## Set problem A
List every line of the rows below that contains the word "flower", treating uppercase and lowercase as different.

It would be stating the obvious that for parents, a significant goal is to avoid any and all kinds of trauma for our children. It is common to find ourselves checking and double-checking locks, tracking locations and seeing what they are up to with their gadgets. We feel neither guilty nor embarrassed, and remain completely convinced about the need for this kind of vigilance. And this way, we anxiously navigate the humongous responsibility of keeping our kids safe and trauma-free.
Trauma, in all its forms, and ways of helping children deal with it is, thus, an important topic to create awareness around.
It is often viewed or deduced as a serious loss, accident, a significantly painful incident or abuse that takes place in the child’s life. This is not an accurate understanding. Without doubt, a painful incident may cause trauma to the child, but there is another form that goes unnoticed and, thus, unaddressed. The sheer absence of parental attachment, presence or engagement, amounting to neglect over a period of time, can also cause trauma.
While abuse or pain is something that needs to be avoided and must not happen in a child’s life, parental attachment absolutely be present! The absence of it can cause more damage than commonly imagined.
While we all do our best as parents and hope to form attachments, at times life, circumstances or an absence of tools and guidelines can lead to emotional distancing and neglect. Parental attachment, according to me, depends upon three things, that I like to abbreviate as TLC.

## Set problem B
Write out the article on childhood trauma from "It is often" up to and including "also cause trauma.", swapping "unaddressed" for "overlooked".

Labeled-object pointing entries
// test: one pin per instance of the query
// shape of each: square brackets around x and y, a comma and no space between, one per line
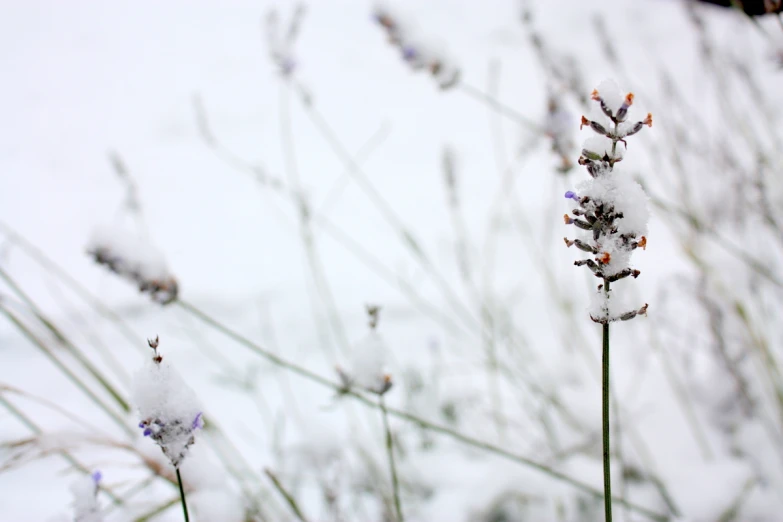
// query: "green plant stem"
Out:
[400,414]
[289,498]
[182,497]
[605,403]
[392,463]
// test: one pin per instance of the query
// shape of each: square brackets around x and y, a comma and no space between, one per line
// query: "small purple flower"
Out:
[287,65]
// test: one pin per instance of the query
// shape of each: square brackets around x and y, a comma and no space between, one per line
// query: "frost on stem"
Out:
[281,47]
[612,209]
[368,369]
[415,50]
[558,126]
[133,259]
[169,410]
[85,498]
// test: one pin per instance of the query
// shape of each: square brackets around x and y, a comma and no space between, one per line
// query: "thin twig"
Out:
[392,462]
[289,498]
[182,497]
[423,423]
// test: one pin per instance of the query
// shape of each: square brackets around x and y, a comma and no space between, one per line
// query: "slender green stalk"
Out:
[62,339]
[501,108]
[400,414]
[392,463]
[75,379]
[182,497]
[289,498]
[605,402]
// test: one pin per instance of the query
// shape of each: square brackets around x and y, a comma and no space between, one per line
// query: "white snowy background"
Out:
[484,317]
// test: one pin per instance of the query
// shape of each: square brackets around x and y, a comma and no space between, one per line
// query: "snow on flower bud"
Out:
[415,50]
[133,259]
[85,498]
[612,208]
[622,112]
[368,365]
[168,407]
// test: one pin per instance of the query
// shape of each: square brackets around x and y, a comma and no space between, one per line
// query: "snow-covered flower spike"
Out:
[85,498]
[559,128]
[613,211]
[414,51]
[368,370]
[133,259]
[168,407]
[611,208]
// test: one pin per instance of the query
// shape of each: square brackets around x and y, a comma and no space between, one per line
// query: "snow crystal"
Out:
[602,146]
[130,254]
[417,50]
[611,94]
[168,407]
[368,365]
[625,195]
[136,260]
[611,306]
[85,501]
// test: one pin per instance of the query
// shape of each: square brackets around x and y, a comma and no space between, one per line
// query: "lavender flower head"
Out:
[416,50]
[170,412]
[612,208]
[85,498]
[133,259]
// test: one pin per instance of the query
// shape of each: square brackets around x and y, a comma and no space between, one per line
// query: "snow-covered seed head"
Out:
[169,410]
[612,208]
[368,369]
[281,47]
[135,260]
[85,498]
[414,50]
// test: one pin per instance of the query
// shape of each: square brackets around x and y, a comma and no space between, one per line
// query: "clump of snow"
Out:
[134,259]
[169,409]
[281,48]
[85,499]
[625,195]
[602,146]
[369,367]
[417,50]
[611,94]
[611,306]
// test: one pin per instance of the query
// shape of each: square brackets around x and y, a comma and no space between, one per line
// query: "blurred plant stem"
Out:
[182,497]
[423,423]
[605,409]
[289,498]
[392,462]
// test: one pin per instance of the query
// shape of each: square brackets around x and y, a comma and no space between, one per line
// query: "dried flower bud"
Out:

## Response A
// query: "small purple flower"
// query: "snow on flower bud"
// query: "snow-covered flower spike"
// query: "lavender flower head"
// query: "dried flower bud"

## Response B
It is often viewed or deduced as a serious loss, accident, a significantly painful incident or abuse that takes place in the child’s life. This is not an accurate understanding. Without doubt, a painful incident may cause trauma to the child, but there is another form that goes unnoticed and, thus, overlooked. The sheer absence of parental attachment, presence or engagement, amounting to neglect over a period of time, can also cause trauma.